### O que fazer
Transcreva na íntegra, sem qualquer alteração, a secção do documento sobre os romances de Agatha Christie e de Margaret Atwood.

### Secção do documento
++++++++++

Como é típico nas obras desta escritora, a narrativa dá várias reviravoltas e os suspeitos vão rodando, assistimos a cenas não ausência do inspetor e de Miss Marple que nos vão lançando pistas e falsas pistas e, como é habitual para esta série, as conclusões são sempre rebuscadas e mais fundadas na psicologia do que na dedução de factos evidentes. É sempre um prazer um policial de Agatha Christie

sábado, 15 de fevereiro de 2025

"O ASSASSINO CEGO" de Margaret Atwood

 

Reli o romance "O Assassino Cego", vencedor do Booker Prize de 2000, da minha escritora canadiana favorita: Margaret Atwood, embora a primeira leitura, há já quase duas décadas, tenha sido no original em inglês, livro que possuo ainda e permitiu-me algumas comparações entre as duas versões, concluído que este é uma boa tradução para  português.

++++++++++

### Dados
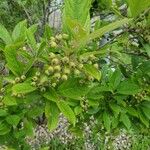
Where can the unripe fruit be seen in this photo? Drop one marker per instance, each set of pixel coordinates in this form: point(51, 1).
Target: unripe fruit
point(64, 77)
point(43, 89)
point(23, 77)
point(2, 90)
point(80, 66)
point(33, 83)
point(52, 55)
point(66, 71)
point(57, 68)
point(47, 72)
point(72, 64)
point(54, 84)
point(65, 60)
point(59, 37)
point(38, 74)
point(96, 66)
point(65, 36)
point(35, 78)
point(53, 44)
point(55, 61)
point(77, 72)
point(50, 69)
point(52, 38)
point(17, 79)
point(57, 75)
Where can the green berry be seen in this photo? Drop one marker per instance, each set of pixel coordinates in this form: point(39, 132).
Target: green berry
point(64, 77)
point(53, 44)
point(23, 77)
point(55, 61)
point(65, 36)
point(57, 68)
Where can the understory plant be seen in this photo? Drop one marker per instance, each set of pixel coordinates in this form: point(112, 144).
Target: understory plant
point(70, 73)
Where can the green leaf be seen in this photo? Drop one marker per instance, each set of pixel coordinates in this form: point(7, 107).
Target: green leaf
point(3, 113)
point(100, 32)
point(52, 115)
point(19, 31)
point(67, 111)
point(91, 70)
point(106, 120)
point(115, 79)
point(23, 88)
point(132, 111)
point(51, 95)
point(73, 89)
point(13, 120)
point(127, 87)
point(9, 100)
point(136, 7)
point(125, 120)
point(4, 35)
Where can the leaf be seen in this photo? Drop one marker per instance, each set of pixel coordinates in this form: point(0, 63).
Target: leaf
point(127, 87)
point(91, 70)
point(115, 79)
point(3, 113)
point(52, 115)
point(9, 100)
point(136, 7)
point(13, 64)
point(132, 111)
point(125, 120)
point(23, 88)
point(19, 31)
point(98, 33)
point(73, 89)
point(67, 111)
point(4, 35)
point(13, 120)
point(106, 120)
point(51, 95)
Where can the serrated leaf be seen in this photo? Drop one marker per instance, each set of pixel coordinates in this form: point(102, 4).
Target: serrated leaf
point(52, 115)
point(19, 31)
point(106, 120)
point(127, 87)
point(4, 35)
point(67, 111)
point(23, 88)
point(91, 70)
point(115, 79)
point(13, 120)
point(73, 89)
point(51, 95)
point(125, 120)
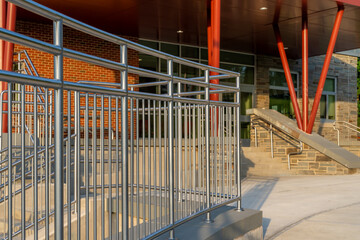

++++++++++

### Resposta à tarefa
Como é típico nas obras desta escritora, a narrativa dá várias reviravoltas e os suspeitos vão rodando, assistimos a cenas não ausência do inspetor e de Miss Marple que nos vão lançando pistas e falsas pistas e, como é habitual para esta série, as conclusões são sempre rebuscadas e mais fundadas na psicologia do que na dedução de factos evidentes. É sempre um prazer um policial de Agatha Christie

sábado, 15 de fevereiro de 2025

"O ASSASSINO CEGO" de Margaret Atwood

 

Reli o romance "O Assassino Cego", vencedor do Booker Prize de 2000, da minha escritora canadiana favorita: Margaret Atwood, embora a primeira leitura, há já quase duas décadas, tenha sido no original em inglês, livro que possuo ainda e permitiu-me algumas comparações entre as duas versões, concluído que este é uma boa tradução para  português.